__Task__.
From the first record through the last, copy each one exactly.

• • • •

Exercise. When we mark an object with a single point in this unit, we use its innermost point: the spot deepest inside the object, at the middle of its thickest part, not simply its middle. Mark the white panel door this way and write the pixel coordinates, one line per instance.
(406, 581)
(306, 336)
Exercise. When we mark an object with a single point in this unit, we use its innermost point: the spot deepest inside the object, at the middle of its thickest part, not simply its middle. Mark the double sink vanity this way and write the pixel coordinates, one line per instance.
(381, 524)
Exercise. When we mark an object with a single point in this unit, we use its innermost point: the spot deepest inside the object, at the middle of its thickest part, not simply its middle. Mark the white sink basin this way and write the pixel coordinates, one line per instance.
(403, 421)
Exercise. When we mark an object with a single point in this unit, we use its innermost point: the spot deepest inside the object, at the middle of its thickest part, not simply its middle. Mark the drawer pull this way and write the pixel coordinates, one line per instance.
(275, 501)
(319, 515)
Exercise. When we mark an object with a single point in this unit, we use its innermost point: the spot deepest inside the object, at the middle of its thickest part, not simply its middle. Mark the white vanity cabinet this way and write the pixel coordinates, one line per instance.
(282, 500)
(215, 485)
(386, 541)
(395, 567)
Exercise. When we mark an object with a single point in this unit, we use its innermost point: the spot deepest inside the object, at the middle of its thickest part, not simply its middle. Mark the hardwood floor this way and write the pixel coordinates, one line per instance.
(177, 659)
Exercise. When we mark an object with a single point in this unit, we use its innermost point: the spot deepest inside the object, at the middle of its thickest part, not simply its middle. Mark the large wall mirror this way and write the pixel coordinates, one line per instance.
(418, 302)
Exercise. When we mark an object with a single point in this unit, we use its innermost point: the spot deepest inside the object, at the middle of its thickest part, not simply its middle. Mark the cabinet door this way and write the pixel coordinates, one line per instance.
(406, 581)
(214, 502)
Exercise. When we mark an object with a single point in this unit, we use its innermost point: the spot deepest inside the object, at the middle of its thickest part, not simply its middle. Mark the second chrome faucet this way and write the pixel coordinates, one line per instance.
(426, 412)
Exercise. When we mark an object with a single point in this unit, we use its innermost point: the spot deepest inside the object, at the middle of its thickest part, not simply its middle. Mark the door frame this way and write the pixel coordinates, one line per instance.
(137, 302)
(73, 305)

• • • •

__Solution to this task__.
Exercise. When we mark an object with a single point in this unit, we use its innermost point: the spot deepest inside the object, at the middle of its thickest part, not simply its middle. Mark the white panel door this way and write the pixel coordinates, one line per instance.
(406, 581)
(306, 336)
Exercise. When we mark an object with a single point in this unit, we use its innermost point: the spot deepest inside the object, at the middle of its thickest part, not simply its middle. Mark the double sink vanity this way and write the pixel coordinates, one line per instance.
(381, 524)
Exercise. When we mark an object with a single point in this unit, we use its innermost point: the spot deepest inside the object, at the middle of its thickest part, not simply its middle. Mark the white sink basin this way and write the pixel coordinates, one line per instance.
(403, 421)
Exercise. When we mark an object with a single point in this unit, we use its innermost point: the spot deepest inside the object, at the middle of its thickest part, not simply its middle. Mark the drawer pull this way and write the pixel coordinates, one line per instance.
(275, 501)
(319, 515)
Exercise. When we mark an object with a single point in this unit, we use its innermost point: the spot deepest inside the object, at the middle of its thickest part, not simply its middle. Mark the white vanity cabinet this way and write the pixel coordinates, one line per instance.
(282, 500)
(215, 485)
(386, 541)
(395, 567)
Exercise. When we mark an object with a single point in this unit, we use its innermost point: the spot deepest inside the object, at the middle of its thickest part, not simply its middle. Mark the hardwood floor this way and write the pixel coordinates, one line per instance.
(177, 659)
Exercise. When we mark an object with a single point in this unit, we use its innermost point: the spot deepest inside the object, at the middle of its thickest part, not simply its middle. Mark the large wall mirror this way and write the pixel coordinates, one line per instance.
(418, 302)
Exercise. When we mark an object with a single point in this unit, we use its innermost point: the spot deepest inside the object, at the middle of its thickest part, not simply its middle. Mark the cabinet door this way and write the pixel coordinates, one line per instance.
(406, 581)
(214, 502)
Exercise. When we mark an object with a single point in this unit, we use its innermost point: the spot deepest inside the object, at the middle of its thickest part, not simply its middle. Mark the second chrome faucet this way and write the pixel coordinates, one line per instance.
(426, 412)
Exercise. When we mark an object with a single point in this unit, we use its innermost point: the spot deepest inside the object, at the middle of its thickest part, not simply its middle. Mark the door frame this way and write the pixel coordinates, one line per instance.
(137, 302)
(73, 305)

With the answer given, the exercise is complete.